Due to an Obamacare tax hike which took effect on January 1, Americans are no longer able to use their Flexible Spending Account (FSA) and Health Savings Account (HSA) pre-tax dollars to purchase non-prescription, over-the-counter medicines (with the exception of insulin).

Under the pre-Obamacare rules, health consumers could use these pre-tax accounts to purchase non-prescription, over-the-counter medicines.  But starting on New Years Day 2011, the 40 million Americans who use FSAs and HSAs (including 5.7 million HSAs with $7.7 billion in combined assets) were no longer be able to use their accounts to buy simple, everyday medicines like the following:

--Aspirin
--Antacids
--Laxatives
--Menstrual pain relievers
--Antihistamines
--Stimulants
--Anti-Ulcer Medicines
--Athlete’s Foot Cream
--Cough Medicine
--Motion Sickness Medicine
--Anti-Diarrheal Medicine
--Decongestants
--Hemorrhoid Cream
--Anti-Flatulence Medicine

The provision is just one of Obamacare’s two dozen new or higher taxes totaling nearly $600 billion over this decade. 

The tax increase affects any family that has an HSA or FSA.  Therefore, it is clear violation of President Obama’s oft-repeated promise not to raise “any form of taxes” on any family making less than $250,000 per year.

—————

→ **Brief 1**
In the text on the FSA and HSA rule change, which over-the-counter medicine remains an exception to the new restriction?
→ **Brief 2**
From the text on the FSA and HSA rule change, extract word for word the passage from "Due to an Obamacare" to "exception of insulin).".

—————

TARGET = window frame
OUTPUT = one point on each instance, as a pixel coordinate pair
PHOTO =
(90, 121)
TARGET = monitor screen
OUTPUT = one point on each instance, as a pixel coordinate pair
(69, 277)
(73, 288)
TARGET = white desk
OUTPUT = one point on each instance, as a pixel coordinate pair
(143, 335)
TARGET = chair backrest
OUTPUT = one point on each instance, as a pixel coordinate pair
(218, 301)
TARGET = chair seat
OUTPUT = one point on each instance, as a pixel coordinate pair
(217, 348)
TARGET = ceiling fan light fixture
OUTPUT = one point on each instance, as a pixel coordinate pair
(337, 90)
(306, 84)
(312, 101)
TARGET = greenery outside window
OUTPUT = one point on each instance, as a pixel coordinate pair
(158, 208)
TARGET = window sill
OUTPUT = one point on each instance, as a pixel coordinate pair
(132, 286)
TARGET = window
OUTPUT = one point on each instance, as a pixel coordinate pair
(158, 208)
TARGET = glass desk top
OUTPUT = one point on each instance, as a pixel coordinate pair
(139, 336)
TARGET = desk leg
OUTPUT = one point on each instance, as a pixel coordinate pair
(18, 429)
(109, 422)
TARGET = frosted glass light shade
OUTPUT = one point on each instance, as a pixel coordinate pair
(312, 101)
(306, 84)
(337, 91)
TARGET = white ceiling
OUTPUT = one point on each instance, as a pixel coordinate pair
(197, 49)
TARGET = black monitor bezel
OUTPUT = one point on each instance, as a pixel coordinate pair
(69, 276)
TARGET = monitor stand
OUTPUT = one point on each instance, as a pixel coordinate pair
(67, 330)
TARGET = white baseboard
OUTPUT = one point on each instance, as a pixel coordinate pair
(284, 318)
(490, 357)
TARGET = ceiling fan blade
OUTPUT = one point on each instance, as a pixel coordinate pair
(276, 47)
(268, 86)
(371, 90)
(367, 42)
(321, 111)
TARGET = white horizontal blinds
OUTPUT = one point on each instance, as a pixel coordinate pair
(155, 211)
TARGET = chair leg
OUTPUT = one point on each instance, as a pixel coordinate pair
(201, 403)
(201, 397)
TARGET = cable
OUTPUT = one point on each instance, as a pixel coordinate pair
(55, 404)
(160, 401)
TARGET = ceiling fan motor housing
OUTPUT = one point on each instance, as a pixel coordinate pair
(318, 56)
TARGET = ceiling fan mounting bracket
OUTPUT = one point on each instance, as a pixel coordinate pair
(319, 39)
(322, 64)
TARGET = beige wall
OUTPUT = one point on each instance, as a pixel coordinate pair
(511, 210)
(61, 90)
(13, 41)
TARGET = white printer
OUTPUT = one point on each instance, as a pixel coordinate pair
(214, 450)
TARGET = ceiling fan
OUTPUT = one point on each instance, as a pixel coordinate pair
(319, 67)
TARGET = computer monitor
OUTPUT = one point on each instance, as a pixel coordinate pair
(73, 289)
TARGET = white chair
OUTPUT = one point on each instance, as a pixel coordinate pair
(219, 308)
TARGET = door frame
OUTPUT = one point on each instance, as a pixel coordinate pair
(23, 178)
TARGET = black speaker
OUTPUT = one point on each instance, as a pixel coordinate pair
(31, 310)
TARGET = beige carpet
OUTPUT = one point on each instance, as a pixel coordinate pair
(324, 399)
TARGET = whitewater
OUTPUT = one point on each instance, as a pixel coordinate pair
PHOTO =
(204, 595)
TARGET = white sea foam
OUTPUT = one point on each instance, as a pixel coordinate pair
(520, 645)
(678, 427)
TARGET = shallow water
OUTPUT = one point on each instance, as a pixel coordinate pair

—————

→ **Task solution 1**
Insulin.

→ **Task solution 2**
Due to an Obamacare tax hike which took effect on January 1, Americans are no longer able to use their Flexible Spending Account (FSA) and Health Savings Account (HSA) pre-tax dollars to purchase non-prescription, over-the-counter medicines (with the exception of insulin).